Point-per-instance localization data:
--- START ---
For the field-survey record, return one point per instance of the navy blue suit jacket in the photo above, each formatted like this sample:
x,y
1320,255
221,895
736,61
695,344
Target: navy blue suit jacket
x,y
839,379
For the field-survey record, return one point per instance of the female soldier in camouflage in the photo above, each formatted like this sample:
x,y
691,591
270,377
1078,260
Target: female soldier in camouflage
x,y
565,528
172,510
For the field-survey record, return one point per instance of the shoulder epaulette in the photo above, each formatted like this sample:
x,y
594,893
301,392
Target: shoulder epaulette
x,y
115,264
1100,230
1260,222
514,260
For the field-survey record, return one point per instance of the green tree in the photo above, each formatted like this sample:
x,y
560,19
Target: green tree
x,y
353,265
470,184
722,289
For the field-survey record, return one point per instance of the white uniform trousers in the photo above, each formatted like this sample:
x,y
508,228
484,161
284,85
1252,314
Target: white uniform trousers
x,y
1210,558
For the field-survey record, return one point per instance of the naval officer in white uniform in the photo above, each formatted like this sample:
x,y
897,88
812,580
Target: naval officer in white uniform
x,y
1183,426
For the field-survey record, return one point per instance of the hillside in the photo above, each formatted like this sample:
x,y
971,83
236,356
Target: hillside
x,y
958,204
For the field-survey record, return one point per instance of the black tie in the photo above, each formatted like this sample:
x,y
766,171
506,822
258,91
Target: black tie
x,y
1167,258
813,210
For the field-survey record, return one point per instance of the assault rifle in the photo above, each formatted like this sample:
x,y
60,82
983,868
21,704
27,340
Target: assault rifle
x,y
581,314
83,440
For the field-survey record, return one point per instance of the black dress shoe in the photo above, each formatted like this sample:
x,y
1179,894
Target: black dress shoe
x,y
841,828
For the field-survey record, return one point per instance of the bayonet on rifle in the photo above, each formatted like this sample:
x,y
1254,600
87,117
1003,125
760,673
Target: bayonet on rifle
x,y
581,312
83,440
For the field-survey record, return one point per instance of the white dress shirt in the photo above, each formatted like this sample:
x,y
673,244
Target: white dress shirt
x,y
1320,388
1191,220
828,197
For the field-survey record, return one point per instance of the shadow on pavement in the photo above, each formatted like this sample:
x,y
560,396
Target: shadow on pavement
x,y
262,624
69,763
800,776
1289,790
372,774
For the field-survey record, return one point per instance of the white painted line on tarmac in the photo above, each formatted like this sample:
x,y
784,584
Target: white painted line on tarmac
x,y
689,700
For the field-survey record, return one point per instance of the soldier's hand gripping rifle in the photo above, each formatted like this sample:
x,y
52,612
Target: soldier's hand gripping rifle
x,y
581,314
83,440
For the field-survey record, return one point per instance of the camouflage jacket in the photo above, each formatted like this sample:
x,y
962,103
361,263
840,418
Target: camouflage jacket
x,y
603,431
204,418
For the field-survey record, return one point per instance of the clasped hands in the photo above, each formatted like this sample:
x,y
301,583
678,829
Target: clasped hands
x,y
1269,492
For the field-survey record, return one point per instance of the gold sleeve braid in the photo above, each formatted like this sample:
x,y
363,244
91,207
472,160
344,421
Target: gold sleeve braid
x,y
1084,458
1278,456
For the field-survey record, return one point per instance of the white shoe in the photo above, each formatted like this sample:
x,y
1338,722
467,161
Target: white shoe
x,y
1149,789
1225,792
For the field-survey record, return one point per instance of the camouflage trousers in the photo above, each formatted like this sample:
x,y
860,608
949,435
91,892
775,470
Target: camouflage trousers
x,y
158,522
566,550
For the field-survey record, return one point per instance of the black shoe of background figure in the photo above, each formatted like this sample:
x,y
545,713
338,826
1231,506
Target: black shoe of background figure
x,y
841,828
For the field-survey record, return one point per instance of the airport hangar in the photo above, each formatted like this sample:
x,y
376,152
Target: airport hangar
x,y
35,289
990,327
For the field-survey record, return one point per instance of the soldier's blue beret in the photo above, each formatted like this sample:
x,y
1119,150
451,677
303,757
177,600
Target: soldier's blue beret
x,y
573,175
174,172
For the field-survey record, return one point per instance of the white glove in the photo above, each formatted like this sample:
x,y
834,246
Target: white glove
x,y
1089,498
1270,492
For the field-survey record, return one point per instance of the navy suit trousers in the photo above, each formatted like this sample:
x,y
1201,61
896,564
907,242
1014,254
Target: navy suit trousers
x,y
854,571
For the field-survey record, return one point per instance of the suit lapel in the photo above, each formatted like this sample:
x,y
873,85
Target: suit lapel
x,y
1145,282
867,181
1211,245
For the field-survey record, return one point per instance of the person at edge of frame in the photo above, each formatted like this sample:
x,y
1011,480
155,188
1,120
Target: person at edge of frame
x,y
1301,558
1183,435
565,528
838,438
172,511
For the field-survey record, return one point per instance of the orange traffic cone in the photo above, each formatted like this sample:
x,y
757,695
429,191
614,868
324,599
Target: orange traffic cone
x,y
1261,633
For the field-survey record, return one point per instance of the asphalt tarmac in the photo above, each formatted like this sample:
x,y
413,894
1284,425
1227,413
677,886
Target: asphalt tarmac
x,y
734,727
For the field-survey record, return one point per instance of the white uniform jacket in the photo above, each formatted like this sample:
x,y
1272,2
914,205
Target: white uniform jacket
--- END ---
What needs to be done: Retype the records, line for line.

Task response:
For the field-survey record, return one point per instance of the navy blue suit jacket in the photo above, each formatted like this sample:
x,y
1320,255
221,895
736,61
695,344
Target: navy blue suit jacket
x,y
839,379
For the field-survey record, return one point per instance of the female soldier in camouflage in the photo above, each formatted like this sample:
x,y
691,591
270,377
1078,260
Target: female soldier in camouflage
x,y
565,528
172,510
For the field-survey record, return one point per instance of the shoulder epaulette in the photo above, each formatted like this sample:
x,y
594,893
301,392
Target: shoulder epaulette
x,y
115,264
1100,230
1260,222
514,260
For the field-survey record, return one point per instance of the green tree in the photo above, each formatted like this sample:
x,y
560,19
Target: green tree
x,y
353,265
470,184
722,289
For the field-survey record, return one point per instance of the white uniform trousers in the photo above, each formatted like this sample:
x,y
508,228
484,161
284,85
1252,314
Target: white uniform trousers
x,y
1210,558
For the field-survey record, return one point per instance of the naval officer in white uniform in the photo above, each formatted like this sample:
x,y
897,88
812,580
Target: naval officer in white uniform
x,y
1183,426
For the field-survey record, return one point per instance of the hillside in the photo above, each formatted like this sample:
x,y
971,83
236,356
Target: hillside
x,y
958,204
For the field-survey record, return one point per instance of the black tie in the photo above, each formatted like this sample:
x,y
766,171
506,822
258,91
Target: black tie
x,y
1167,258
813,210
For the field-survey record, return one point per instance of the assault rifle in the photo above, each formatted like this sample:
x,y
60,82
983,868
21,704
27,340
Target: assault rifle
x,y
581,314
83,440
For the field-survey record, return one point per instance of the black dress shoe in the photo above, each formatted like this sample:
x,y
1179,894
Target: black dress shoe
x,y
841,828
For the field-survey record, return one point per instance of the bayonet on rifle in the photo above, each formatted like this sample:
x,y
1254,600
87,117
1003,125
760,673
Target: bayonet on rifle
x,y
581,312
83,440
For the field-survey record, return one point per instance of the white dress shirt in the photo above, each formatted like this sample:
x,y
673,244
Target: white dress shirt
x,y
1320,388
1191,220
828,197
For the field-survey record, return one point per instance of the shadow on pavement in the photo above, each formatted like this sample:
x,y
560,396
Target: shadow on pavement
x,y
262,624
69,763
800,776
1289,790
372,774
For the field-survey record, return one point per instance of the white painted line on tarmac in the photo above, each formatted like this sample:
x,y
784,584
Target: white painted line on tarmac
x,y
689,700
For the field-survey record, return one point per instance of the soldier's hand gripping rifle in the photo above, each formatted like this sample:
x,y
52,612
Target: soldier's hand gripping rifle
x,y
581,314
83,440
For the field-survey record, return one point per instance of the camouflage jacket in the photo above, each formatted like this sample:
x,y
962,103
361,263
840,418
Target: camouflage jacket
x,y
603,431
204,418
For the field-survey record, return one point per instance of the clasped hands in the photo above, each formatted like this sample:
x,y
301,583
678,829
Target: clasped hands
x,y
1269,492
For the field-survey record, return one point per instance of the gold sleeve braid in the photo above, each formatted like this sample:
x,y
363,244
91,207
472,160
344,421
Target: gold sleeve braid
x,y
1084,458
1278,456
For the field-survey record, return one point per instance of the white shoe in the photo above, each formatted like this sample:
x,y
1338,722
467,161
Target: white shoe
x,y
1149,789
1225,792
For the field-survey record, return one point per instance of the camouflage trousers in the photo above, each formatted like this sample:
x,y
860,608
949,435
91,892
775,470
Target: camouflage trousers
x,y
158,522
566,550
For the field-survey record, return one point per instance of the black shoe of background figure in the photo above, each formatted like this sample:
x,y
545,713
338,826
1231,506
Target: black shoe of background figure
x,y
841,828
For the field-survey record, return one point per instance of the airport hangar in the photo above, each formatted like this sample:
x,y
376,152
Target: airport hangar
x,y
35,289
990,327
For the field-survey record, return one point per instance of the soldier's blue beret in the photo above, each formatted like this sample:
x,y
1119,150
451,677
303,757
177,600
Target: soldier's blue beret
x,y
573,175
174,172
For the field-survey record, return one point per instance of the white glove in the photo above, each formatted like this sample:
x,y
834,246
Target: white glove
x,y
1089,498
1270,492
For the field-survey record, return one point per instance of the navy suit trousers in the photo above, each formatted like this sample:
x,y
1201,61
896,564
907,242
1014,254
Target: navy suit trousers
x,y
854,571
For the field-survey record, return one point per instance of the suit lapel in the photo above, each formatted like this sample:
x,y
873,85
Target: suit lapel
x,y
1145,282
867,181
1211,245
For the field-survey record, return one point per instance of the person at edge of frame in the photo above, each formatted like this sample:
x,y
1011,480
155,188
1,120
Target: person at edge of frame
x,y
1301,558
1183,435
565,528
838,438
172,511
For the field-survey record, return one point per instance of the orange traffic cone in the photo above, each formatted like this sample:
x,y
757,695
429,191
614,868
324,599
Target: orange traffic cone
x,y
1261,633
For the field-survey record, return one point per instance of the asphalt tarmac in the photo above, each formatted like this sample:
x,y
413,894
1284,425
1227,413
677,886
Target: asphalt tarmac
x,y
734,727
For the field-survey record, return one point per instance of the white uniform jacket in the photo above, each formatted like this sample:
x,y
1272,2
914,205
Target: white uniform jacket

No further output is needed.